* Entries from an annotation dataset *
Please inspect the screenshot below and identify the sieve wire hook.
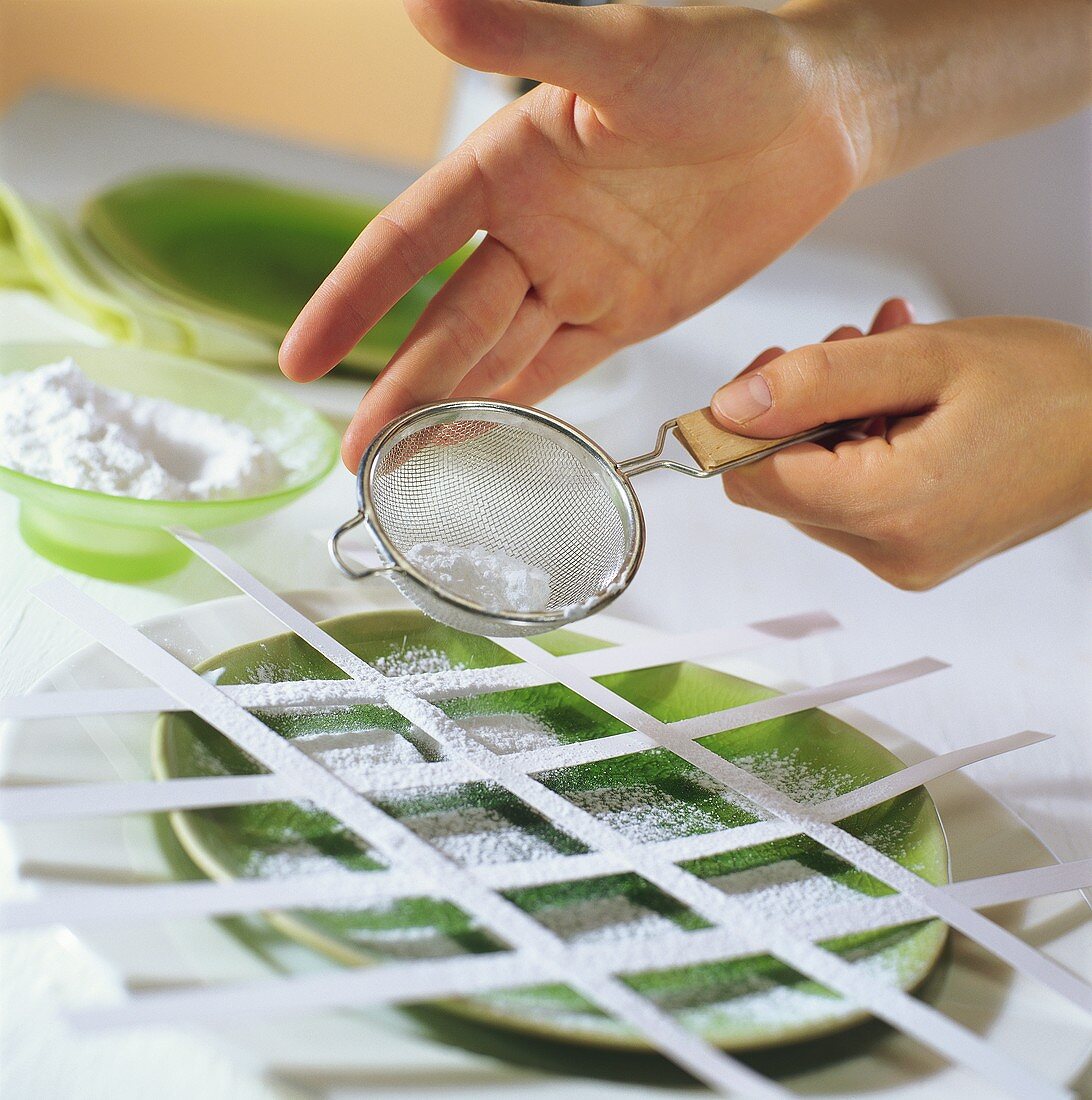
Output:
[327,508,400,581]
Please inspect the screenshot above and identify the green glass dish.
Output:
[0,343,340,582]
[154,612,948,1051]
[81,175,468,375]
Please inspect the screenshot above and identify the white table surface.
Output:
[0,95,1092,1100]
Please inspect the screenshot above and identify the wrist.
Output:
[776,0,898,190]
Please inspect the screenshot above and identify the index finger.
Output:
[279,151,485,382]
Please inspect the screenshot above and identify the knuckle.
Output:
[861,546,949,592]
[762,344,834,415]
[372,210,427,275]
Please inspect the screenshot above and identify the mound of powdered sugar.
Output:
[0,359,285,501]
[406,542,550,612]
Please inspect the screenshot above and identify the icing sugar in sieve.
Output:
[330,400,848,637]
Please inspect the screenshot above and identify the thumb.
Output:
[405,0,660,103]
[709,327,948,439]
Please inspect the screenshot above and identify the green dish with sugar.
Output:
[155,612,948,1051]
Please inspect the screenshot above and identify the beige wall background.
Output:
[0,0,454,166]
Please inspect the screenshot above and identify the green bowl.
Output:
[0,343,339,582]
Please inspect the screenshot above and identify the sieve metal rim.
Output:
[356,400,644,627]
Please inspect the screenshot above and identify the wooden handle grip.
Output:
[674,408,815,472]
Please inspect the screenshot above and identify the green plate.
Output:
[155,612,948,1049]
[82,175,465,374]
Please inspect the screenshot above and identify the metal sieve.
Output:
[330,402,846,637]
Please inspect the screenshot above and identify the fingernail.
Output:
[709,374,773,424]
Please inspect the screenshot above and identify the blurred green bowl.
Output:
[0,343,339,582]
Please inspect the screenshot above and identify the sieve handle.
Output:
[673,407,858,474]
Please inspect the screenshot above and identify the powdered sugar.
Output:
[0,359,284,501]
[406,542,550,612]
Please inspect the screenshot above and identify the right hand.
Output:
[280,0,867,468]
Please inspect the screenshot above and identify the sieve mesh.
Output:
[366,403,641,634]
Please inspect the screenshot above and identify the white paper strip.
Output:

* WHAT THE TASK REQUIRES *
Copy the records word for word, starting at the line that contains "Please inspect the screenshot above and identify the powdered" and continuing through the end of the records, with both ends included.

* OUTPUT OF THE TASK *
Please inspect the screenshot above and identify the powdered sugar.
Output:
[0,359,284,501]
[406,542,550,612]
Please inspect the screenshot above and identify the right hand.
Output:
[280,0,867,468]
Please inspect the screenshot above and identify the sieve mesh.
Output:
[366,403,641,634]
Please inspect the screenshot above and identify the white paper strip.
Output:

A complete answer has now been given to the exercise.